Task details – Reproduce the part of the records below that opens with the line containing "locate the golden" and closes with the end of the records, copying each line exactly, including both ends.

** Start of Provided records **

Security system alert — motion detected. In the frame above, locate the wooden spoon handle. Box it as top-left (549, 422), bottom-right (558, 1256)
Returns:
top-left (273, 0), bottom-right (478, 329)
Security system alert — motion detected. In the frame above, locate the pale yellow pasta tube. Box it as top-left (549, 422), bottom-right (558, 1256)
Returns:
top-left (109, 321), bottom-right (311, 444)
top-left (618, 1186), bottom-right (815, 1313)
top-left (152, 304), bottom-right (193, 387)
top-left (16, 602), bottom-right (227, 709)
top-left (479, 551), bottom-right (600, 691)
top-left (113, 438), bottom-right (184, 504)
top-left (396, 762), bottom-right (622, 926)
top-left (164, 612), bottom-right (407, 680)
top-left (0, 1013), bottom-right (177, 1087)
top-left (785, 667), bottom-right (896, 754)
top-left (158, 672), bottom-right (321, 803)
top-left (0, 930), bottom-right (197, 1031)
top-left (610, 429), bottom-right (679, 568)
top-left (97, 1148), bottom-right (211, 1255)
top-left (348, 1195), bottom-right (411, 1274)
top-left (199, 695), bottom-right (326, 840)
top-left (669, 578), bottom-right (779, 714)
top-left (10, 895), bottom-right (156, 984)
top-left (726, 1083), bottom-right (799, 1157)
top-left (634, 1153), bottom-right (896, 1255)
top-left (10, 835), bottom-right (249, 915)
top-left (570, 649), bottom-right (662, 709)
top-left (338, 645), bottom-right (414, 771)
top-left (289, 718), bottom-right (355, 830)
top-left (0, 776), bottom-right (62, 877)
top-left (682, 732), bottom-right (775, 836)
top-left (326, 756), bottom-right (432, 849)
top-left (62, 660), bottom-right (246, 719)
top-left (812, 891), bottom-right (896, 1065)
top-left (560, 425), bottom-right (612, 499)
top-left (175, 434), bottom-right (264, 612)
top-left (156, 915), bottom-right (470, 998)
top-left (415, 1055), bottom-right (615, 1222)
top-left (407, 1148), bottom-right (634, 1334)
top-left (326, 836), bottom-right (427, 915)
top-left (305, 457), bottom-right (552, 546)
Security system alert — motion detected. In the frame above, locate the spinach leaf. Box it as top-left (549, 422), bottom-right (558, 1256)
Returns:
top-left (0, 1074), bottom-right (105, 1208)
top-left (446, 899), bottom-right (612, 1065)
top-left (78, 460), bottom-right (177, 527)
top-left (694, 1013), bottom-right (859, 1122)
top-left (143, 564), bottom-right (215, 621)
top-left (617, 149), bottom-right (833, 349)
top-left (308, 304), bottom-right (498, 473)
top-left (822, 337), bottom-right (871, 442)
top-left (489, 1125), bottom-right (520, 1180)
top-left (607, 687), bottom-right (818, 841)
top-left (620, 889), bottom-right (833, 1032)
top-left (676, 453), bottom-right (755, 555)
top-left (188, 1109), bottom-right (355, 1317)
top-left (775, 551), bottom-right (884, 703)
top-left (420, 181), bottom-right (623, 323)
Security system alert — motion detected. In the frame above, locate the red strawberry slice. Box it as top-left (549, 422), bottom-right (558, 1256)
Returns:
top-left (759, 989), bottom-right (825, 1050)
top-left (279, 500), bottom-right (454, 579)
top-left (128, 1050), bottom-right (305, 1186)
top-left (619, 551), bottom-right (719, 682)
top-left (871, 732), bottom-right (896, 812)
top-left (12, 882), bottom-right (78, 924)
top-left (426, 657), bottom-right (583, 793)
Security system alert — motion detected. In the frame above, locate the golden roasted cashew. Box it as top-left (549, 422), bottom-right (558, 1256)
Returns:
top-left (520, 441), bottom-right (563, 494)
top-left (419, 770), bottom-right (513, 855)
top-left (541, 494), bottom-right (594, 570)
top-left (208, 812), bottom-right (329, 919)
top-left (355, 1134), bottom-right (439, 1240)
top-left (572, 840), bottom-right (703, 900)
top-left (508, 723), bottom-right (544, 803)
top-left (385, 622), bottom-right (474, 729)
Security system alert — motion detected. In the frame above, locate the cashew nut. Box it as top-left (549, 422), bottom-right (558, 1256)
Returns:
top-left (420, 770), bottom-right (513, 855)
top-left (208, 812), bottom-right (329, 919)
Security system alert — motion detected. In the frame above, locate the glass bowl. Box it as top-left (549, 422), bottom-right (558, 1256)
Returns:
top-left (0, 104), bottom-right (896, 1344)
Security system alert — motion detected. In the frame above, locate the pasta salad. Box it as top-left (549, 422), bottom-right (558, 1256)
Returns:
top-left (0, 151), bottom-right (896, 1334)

** End of Provided records **

Exercise answer –
Security system alert — motion detected. In the frame above, locate the golden roasted cashew. Box it as top-left (549, 422), bottom-right (558, 1256)
Returns:
top-left (520, 441), bottom-right (563, 494)
top-left (419, 770), bottom-right (513, 855)
top-left (541, 494), bottom-right (594, 570)
top-left (208, 812), bottom-right (329, 919)
top-left (355, 1134), bottom-right (439, 1240)
top-left (572, 840), bottom-right (703, 900)
top-left (508, 723), bottom-right (544, 803)
top-left (385, 622), bottom-right (474, 729)
Security system alert — motion detected. In the frame above, locate the cashew nut. Box it as top-left (549, 422), bottom-right (558, 1256)
Returns:
top-left (420, 770), bottom-right (513, 855)
top-left (208, 812), bottom-right (329, 919)
Security system alert — motion detected. In the frame above, locate the glass bowl. Box it as top-left (549, 422), bottom-right (558, 1256)
Returns:
top-left (0, 104), bottom-right (896, 1344)
Security system alert — motion detected. In the frame above, locate the pasta salad. Box it as top-left (549, 422), bottom-right (558, 1256)
Returns:
top-left (0, 151), bottom-right (896, 1334)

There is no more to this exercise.